● **AUFGABEN**:
1. In welcher Art von Familie wuchs Adorno laut dem Text über Adorno und die Mode auf?
2. Übersetzen Sie den Satz „Die Mode ist die Uniform der Zeitgenossen in denkbar freiester Form.“ aus dem Text über Adorno und die Mode ins Englische.
3. Setzen Sie den Text über Adorno und die Mode nach seinem letzten Satz fort.

● **VORLIEGENDER TEXT**:
Adorno war skeptisch bis in den innersten Kern seiner Syntax. Die Existenz eines Ortes wie Auschwitz war für Adorno mehr noch als das Verschwinden des Proletariats als Subjekt des geschichtlichen Fortschritts eine Erschütterung, die sein Denken in jeder Faser durchdrang. Aufgewachsen in der Idylle einer wohlhabenden, assimilierten, kultursinnigen jüdischen Bürgerfamilie, blieb die Vertreibung aus dem Paradies eines Antisemitismus-freien Lebens, wie das im Frankfurt der 20er-Jahre, ein Schock, dessen Urgewalt Kritik und Negation als Fundamentalmechanik im Werk Adornos implantierte. Die bürgerliche Welt des Nachkriegsdeutschlands blieb ihm ebenso fremd wie sein amerikanisches Exil in New York und Los Angeles. Grundsätzlicher noch als die jeweiligen gesellschaftlichen Formationen hatte Adorno eine Abneigung gegen fast alle Formationen von Kollektivität. Weder als Linker noch als Jude, weder als Deutscher noch als Anti-Deutscher, weder als Philosoph noch als Künstler fühlte er sich wohl beim Gedanken, Teil von etwas zu sein. Die Zeitgenossenschaft ist so die philosophischste und immateriellste Form der Gemeinschaft, die sich denken lässt. Die Mode ist die Uniform der Zeitgenossen in denkbar freiester Form.
Die Forderung, modern zu sein, lässt sich nicht problemlos in jene übersetzen, die heißt, modisch zu sein. Es heißt aber in beiden Fällen, dem von Hegel normierten Eichmaß der vierten Dimension gerecht zu werden. Und das Fließende, Reißende des Strömens der Zeit zu verstehen. Wer stehen bleibt, wird abgestanden. Für Adorno ein ekliges Gefühl: „Weil jedoch Kunst ihren Zeitkern nicht in stofflicher Aktualität, sondern in ihrer immanenten Durchbildung hat, wendet jene Norm bei aller Reflektiertheit sich an ein in gewissem Sinn Bewußtloses, an die Innervation, den Ekel vorm Abgestandenen.“ In einer Art vorgeschalteten Klärwerks des Zeitgeistes kann sie Sichtungen und Wertungen vornehmen, die dann von den Künstlern verwertet werden, deren Intention im Werk über den Tag hinausreicht. Was Adorno aus mangelndem Wissen übersehen muss, ist die Tatsache, dass viele Modemacher ihre aktuellen Schöpfungen schon perspektivisch auf den Gesamtzusammenhang ihres Werkes und ihres Stiles entwerfen.

● **GESAMMELTES MATERIAL**:
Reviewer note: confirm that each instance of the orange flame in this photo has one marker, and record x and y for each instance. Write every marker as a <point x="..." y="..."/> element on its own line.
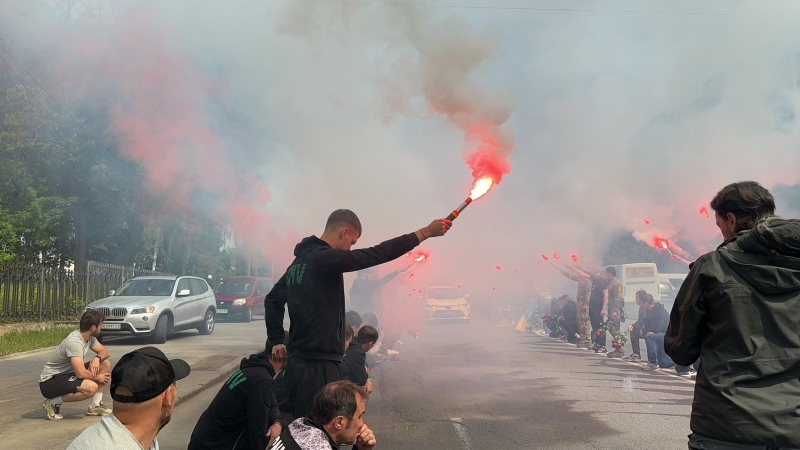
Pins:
<point x="481" y="187"/>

● **LÖSUNGEN**:
1. In einer wohlhabenden, assimilierten, kultursinnigen jüdischen Bürgerfamilie.

2. Fashion is the uniform of contemporaries in the freest form imaginable.

3.
Die Freiheit der Mode, wie der Philosoph sie bemerkt, vergisst das Diktum der Funktionalität, das natürlich auch jeder Form von Bekleidung anhaftet, weil er es in der Haute Couture nicht mehr recht vorfinden mag. Die Dekadenz der Funktionslosigkeit, wie es sich die Haute Couture erlauben kann, verlässt die Nützlichkeitsrechnung der Bourgeoisie und betritt den Bereich der grenzenlosen Verschwendung, in der Kleider bis zu 250.000 Euro und mehr kosten können. Sie gehorchen der Ökonomie der Verschwendung und der Übertretung. Haute Couture ist das Fest, das kostet, was es will. Dass Adorno hier seine Emanzipation des Ästhetischen wiederfindet, unterstreicht, wie unabdingbar für sein Verständnis von Kunst die Aufgabe aller bürgerlich nachvollziehbaren Kriterien von Common Sense oder Verhältnismäßigkeit der Mittel war. Sein antitotalitäres Streben danach, alle „Unauflöslichkeit aufzusprengen“, erkennt dann eben auch in der Untragbarkeit von Kleidern deren größte Verheißung. Gegen jeden Sinn stiftenden Zusammenhang und gegen Sinn selbst wird hier zusammengenäht, was nur einen kurz glänzenden Auftritt bekommt und dann wieder alt und vergänglich ist.
Adorno war natürlich ein korrekt angezogener Mann. Seine Anzüge saßen ordentlich, ebenso meist die Krawatte und die weißen Hemdkragen. Als Bürgerphilosoph wäre er nie auf die Idee gekommen, dass seine Kritik an der spätkapitalistischen Gesellschaft durch etwas anderes als seine intellektuelle und damit politische Praxis exekutiert werden könne. Dazu war sein Glaube an die Wirkung des Verstandes – trotz aller Schatten der Aufklärung – zu groß, und dazu war ihm seine Sache zu ernst, als sie in der Unernsthaftigkeit einer Kriegsführung gegen die Symbole dieser Gesellschaft zu kehren. Deren Ordnungsmuster hat er verlassen mit seinem Werk und Wirken.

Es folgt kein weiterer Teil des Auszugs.